* Article

Skip to content
New issue

Have a question about this project? Sign up for a free GitHub account to open an issue and contact its maintainers and the community.

By clicking “Sign up for GitHub”, you agree to our terms of service and privacy statement. We’ll occasionally send you account related emails.

Already on GitHub? Sign in to your account

Adding the option to delete persisted user data as well. #8

Open
1kastner opened this issue Jun 15, 2020 · 22 comments
Open

Adding the option to delete persisted user data as well. #8

1kastner opened this issue Jun 15, 2020 · 22 comments
Labels
enhancement New feature or request

Comments

@1kastner
Copy link
Contributor

Proposed change

At https://discourse.jupyter.org/t/a-cull-idle-user-service-that-deletes-pvs/4742/ recently it was discussed that in some settings the persisted data of a user should also eventually be removed. This could be integrated into this service. I am really not sure whether it should because it is spawner-specific or even configuration-specific how to delete the persisted user data.

Alternative options

We could say that these concerns should be addressed separately and a second service could be created. The chances are pretty high that there would be more code duplication though to identify user accounts that exceed a certain age and haven't been used for a while.

Who would use this feature?

This is reasonable for settings with temporary users, e.g. mybinder or weekend seminars. You are sure you want to delete their data after some point.

@1kastner 1kastner added the enhancement New feature or request label Jun 15, 2020
@manics
Copy link
Member

manics commented Jun 15, 2020

Together with #4 it almost sounds like we want a jupyter-admin cron utility. Perhaps with plugins for each function?

@1kastner
Copy link
Contributor Author

For me that sounds like a reasonable approach. General plugins could be maintained in separate repositories to keep this clean. I hope from such a plugin I could still somehow reach the JupyterHub configuration so that the plugin can look up the details, such as which user "owns" which docker volume that should be deleted.

Regarding #4, in some cases it could make sense to link the plugin with the data source of the authenticator since that is a place e.g. email addresses are also stored. But again this might be very configration-specific. An alternative would be to have a separate plugin configuration file. From what I have seen until now I guess it violates the design principles of one centralized JupyterHub configuration though? Here I have a lack of experience with the JuypterHub design philosophy.

@meeseeksmachine
Copy link

This issue has been mentioned on Jupyter Community Forum. There might be relevant details there:

https://discourse.jupyter.org/t/a-cull-idle-user-service-that-deletes-pvs/4742/10

@1kastner
Copy link
Contributor Author

1kastner commented Jul 1, 2020

At https://jupyterhub.readthedocs.io/en/stable/reference/services.html I checked that a service can not access the loaded JupyterHub configuration. I see three options out there and I don't like any of them:

  1. Re-load the JupyterHub configuration inside this service to get the information regarding user-specific persisted data
  2. Maintain a separate cleaning scripts which leads to duplicated configuration (what is the user's prefix? ...)

* Supplied data

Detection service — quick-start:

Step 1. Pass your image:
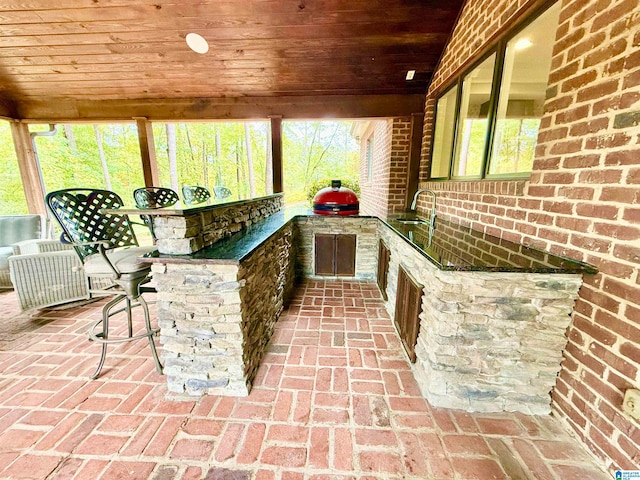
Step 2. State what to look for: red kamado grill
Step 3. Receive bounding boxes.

[313,180,360,215]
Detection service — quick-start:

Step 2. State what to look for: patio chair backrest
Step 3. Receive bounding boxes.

[133,187,180,208]
[182,185,211,205]
[46,188,138,260]
[133,187,180,241]
[213,186,231,199]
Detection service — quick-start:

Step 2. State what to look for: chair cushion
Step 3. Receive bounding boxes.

[84,247,155,276]
[0,247,13,270]
[0,215,47,247]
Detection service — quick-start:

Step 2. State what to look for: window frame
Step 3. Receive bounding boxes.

[429,82,462,180]
[429,0,559,182]
[364,132,374,182]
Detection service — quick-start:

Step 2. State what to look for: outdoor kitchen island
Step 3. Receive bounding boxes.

[134,195,594,413]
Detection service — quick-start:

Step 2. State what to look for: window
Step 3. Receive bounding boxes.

[366,135,373,181]
[431,3,560,179]
[489,8,558,175]
[452,54,496,177]
[431,87,458,178]
[0,121,28,215]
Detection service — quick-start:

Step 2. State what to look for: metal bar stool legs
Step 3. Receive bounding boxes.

[89,295,162,380]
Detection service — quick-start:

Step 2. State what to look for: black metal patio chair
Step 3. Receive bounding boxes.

[46,188,162,379]
[182,185,211,205]
[213,186,231,200]
[133,187,180,242]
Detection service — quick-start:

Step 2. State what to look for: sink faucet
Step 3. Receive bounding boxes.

[410,188,436,228]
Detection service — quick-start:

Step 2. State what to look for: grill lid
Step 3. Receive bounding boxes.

[313,180,360,215]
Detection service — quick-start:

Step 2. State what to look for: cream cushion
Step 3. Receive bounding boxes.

[84,247,155,277]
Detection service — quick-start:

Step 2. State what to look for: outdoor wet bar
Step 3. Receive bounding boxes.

[130,195,595,413]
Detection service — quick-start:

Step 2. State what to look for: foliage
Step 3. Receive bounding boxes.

[0,122,27,215]
[0,121,359,214]
[282,121,359,203]
[307,178,360,203]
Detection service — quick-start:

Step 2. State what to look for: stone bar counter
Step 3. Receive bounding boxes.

[126,195,595,413]
[379,216,597,414]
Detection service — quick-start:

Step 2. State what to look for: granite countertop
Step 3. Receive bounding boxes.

[102,193,283,216]
[145,208,597,273]
[385,213,598,273]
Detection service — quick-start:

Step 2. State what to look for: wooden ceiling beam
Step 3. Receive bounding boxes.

[17,94,425,123]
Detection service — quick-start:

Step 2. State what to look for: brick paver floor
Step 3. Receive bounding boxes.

[0,281,611,480]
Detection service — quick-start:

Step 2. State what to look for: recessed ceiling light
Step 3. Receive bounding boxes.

[513,38,533,51]
[185,33,209,54]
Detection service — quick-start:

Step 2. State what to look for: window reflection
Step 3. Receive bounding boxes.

[489,4,560,174]
[431,87,458,178]
[453,54,496,177]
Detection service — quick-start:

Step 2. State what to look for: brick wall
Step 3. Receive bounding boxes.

[419,0,640,469]
[360,118,411,218]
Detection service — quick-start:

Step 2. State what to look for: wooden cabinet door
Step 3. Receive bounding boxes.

[315,234,356,277]
[377,240,390,300]
[315,234,335,275]
[335,235,356,277]
[394,267,422,362]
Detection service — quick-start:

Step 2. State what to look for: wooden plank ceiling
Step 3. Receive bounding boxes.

[0,0,463,118]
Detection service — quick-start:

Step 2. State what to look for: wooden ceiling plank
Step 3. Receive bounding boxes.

[0,6,460,37]
[18,94,424,123]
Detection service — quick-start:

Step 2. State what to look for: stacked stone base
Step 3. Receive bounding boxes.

[152,225,294,396]
[378,223,582,414]
[414,272,582,414]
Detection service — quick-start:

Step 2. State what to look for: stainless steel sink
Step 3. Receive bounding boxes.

[396,218,429,225]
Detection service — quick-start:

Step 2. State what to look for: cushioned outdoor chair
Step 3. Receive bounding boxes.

[0,215,49,290]
[47,188,162,378]
[133,187,180,242]
[182,185,211,205]
[9,240,89,311]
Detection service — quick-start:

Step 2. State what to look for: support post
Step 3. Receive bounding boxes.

[134,117,160,187]
[404,113,424,210]
[10,122,47,215]
[269,117,283,193]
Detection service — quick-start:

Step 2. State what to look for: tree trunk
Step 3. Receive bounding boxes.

[93,123,111,190]
[264,134,273,195]
[202,138,209,185]
[236,142,242,200]
[63,124,78,155]
[167,123,178,192]
[216,127,223,185]
[244,122,256,198]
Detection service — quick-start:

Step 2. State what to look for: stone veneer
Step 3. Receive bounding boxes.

[295,215,379,280]
[151,194,284,255]
[152,223,295,396]
[379,222,582,414]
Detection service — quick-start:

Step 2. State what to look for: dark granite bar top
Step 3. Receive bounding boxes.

[145,208,598,273]
[102,193,283,216]
[145,208,309,264]
[385,214,598,273]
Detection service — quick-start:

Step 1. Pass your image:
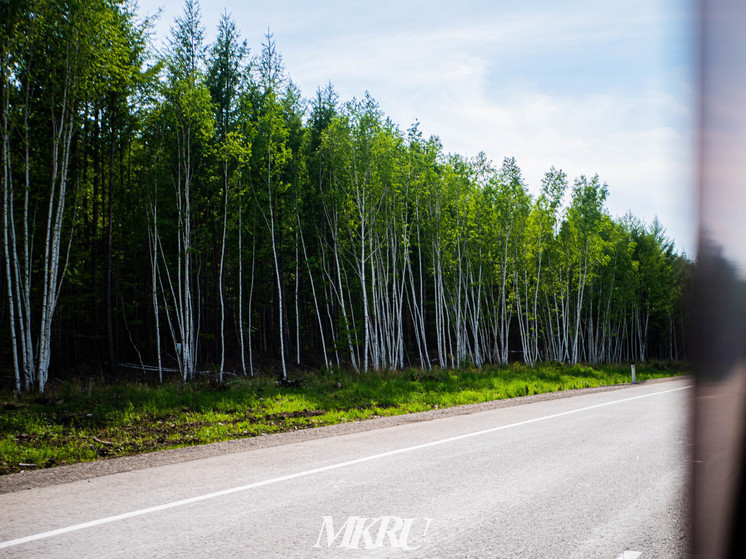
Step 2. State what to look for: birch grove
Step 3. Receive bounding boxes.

[0,0,695,392]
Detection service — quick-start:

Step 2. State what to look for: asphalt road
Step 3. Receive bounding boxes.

[0,379,692,559]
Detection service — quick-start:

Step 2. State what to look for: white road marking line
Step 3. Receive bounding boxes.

[0,385,692,559]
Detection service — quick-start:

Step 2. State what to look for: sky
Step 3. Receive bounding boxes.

[139,0,696,257]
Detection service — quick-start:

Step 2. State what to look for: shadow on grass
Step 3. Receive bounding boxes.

[0,364,687,474]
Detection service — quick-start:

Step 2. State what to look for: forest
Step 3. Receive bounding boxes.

[0,0,695,393]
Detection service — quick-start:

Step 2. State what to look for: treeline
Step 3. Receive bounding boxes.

[0,0,692,391]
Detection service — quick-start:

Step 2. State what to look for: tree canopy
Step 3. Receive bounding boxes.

[0,0,694,391]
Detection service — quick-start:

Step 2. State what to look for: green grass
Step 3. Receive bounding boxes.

[0,365,688,474]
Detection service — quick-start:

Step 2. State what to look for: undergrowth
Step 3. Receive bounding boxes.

[0,364,688,474]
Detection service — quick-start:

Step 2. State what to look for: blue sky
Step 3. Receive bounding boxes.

[139,0,696,256]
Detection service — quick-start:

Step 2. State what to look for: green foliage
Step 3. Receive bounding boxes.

[0,0,693,391]
[0,365,681,474]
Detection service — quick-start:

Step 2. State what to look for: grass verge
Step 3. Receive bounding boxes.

[0,365,688,475]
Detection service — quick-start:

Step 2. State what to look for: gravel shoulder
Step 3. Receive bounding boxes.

[0,376,691,494]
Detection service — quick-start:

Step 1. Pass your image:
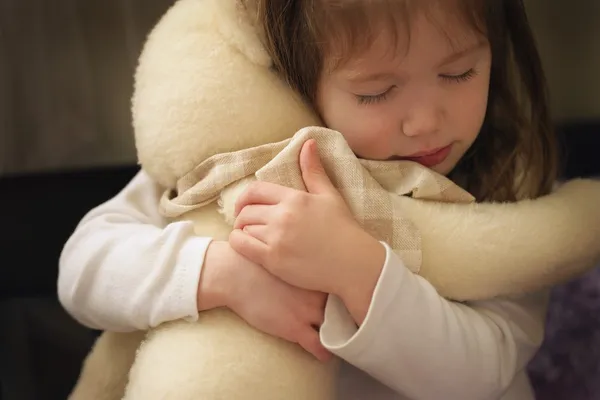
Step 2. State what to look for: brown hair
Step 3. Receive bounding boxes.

[248,0,558,201]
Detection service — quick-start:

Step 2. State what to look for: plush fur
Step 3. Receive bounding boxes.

[71,0,600,400]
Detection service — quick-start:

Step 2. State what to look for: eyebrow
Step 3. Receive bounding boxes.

[437,41,487,68]
[345,72,395,83]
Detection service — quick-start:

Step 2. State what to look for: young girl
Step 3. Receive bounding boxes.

[58,0,556,400]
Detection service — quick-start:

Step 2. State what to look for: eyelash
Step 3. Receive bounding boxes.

[356,68,477,105]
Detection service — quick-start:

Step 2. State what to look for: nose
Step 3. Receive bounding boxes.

[401,103,441,137]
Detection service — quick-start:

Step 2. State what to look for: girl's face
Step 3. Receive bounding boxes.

[317,11,492,174]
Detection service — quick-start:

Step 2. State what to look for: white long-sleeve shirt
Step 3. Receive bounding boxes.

[58,172,548,400]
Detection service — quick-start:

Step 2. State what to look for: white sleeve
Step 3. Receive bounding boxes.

[321,245,548,399]
[58,172,211,331]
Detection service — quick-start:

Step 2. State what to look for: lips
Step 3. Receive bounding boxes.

[394,145,452,168]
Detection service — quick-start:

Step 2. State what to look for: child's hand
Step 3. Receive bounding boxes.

[229,140,385,305]
[198,241,331,361]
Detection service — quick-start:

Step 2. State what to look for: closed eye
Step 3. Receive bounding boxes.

[355,87,393,105]
[440,68,477,83]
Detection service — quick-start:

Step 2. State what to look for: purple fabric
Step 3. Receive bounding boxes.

[529,267,600,400]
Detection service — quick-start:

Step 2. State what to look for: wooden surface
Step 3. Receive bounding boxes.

[0,0,173,175]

* Tasks to carry out
(A) According to the GitHub issue about deleting persisted user data, which settings would use the proposed feature?
(B) Copy the part of the GitHub issue about deleting persisted user data that opens with the words containing "Alternative options" and closes with "for a while.".
(C) Continue the GitHub issue about deleting persisted user data from the point where it stops.

* The results
(A) Settings with temporary users, such as mybinder or weekend seminars.

(B)
Alternative options

We could say that these concerns should be addressed separately and a second service could be created. The chances are pretty high that there would be more code duplication though to identify user accounts that exceed a certain age and haven't been used for a while.

(C)
  3. Refactor JupyterHub so that they can access the configuration and remove the previously constructed isolation

Any ideas on this?

@manics
Copy link
Member

manics commented Jul 1, 2020

The JupyterHub API lets you obtain state: object. Arbitrary internal state from this server's spawner. Only available on the hub's users list or get-user-by-name method, and only if a hub admin. None otherwise. for each of a user's servers:
https://jupyterhub.readthedocs.io/en/stable/_static/rest-api/index.html#/definitions/Server

There's also a discussion about making auth_state from the Authenticator accessible too:
jupyterhub/jupyterhub#1704

Do you think the combination of these would allow a service to request the necesary information?

@1kastner
Copy link
Contributor Author

1kastner commented Jul 1, 2020

In my example configuration here the important part regarding the Docker volumes is listed as such:

notebook_dir = '/home/jovyan/'
c.DockerSpawner.notebook_dir = notebook_dir
c.DockerSpawner.volumes = { 'jupyterhub-user-{username}': notebook_dir }

The data stored in c.DockerSpawner.volumes would be sufficient for my purpose of deleting docker volumes now but I can't speak for k8s configurations. For that I would need a partner on that side.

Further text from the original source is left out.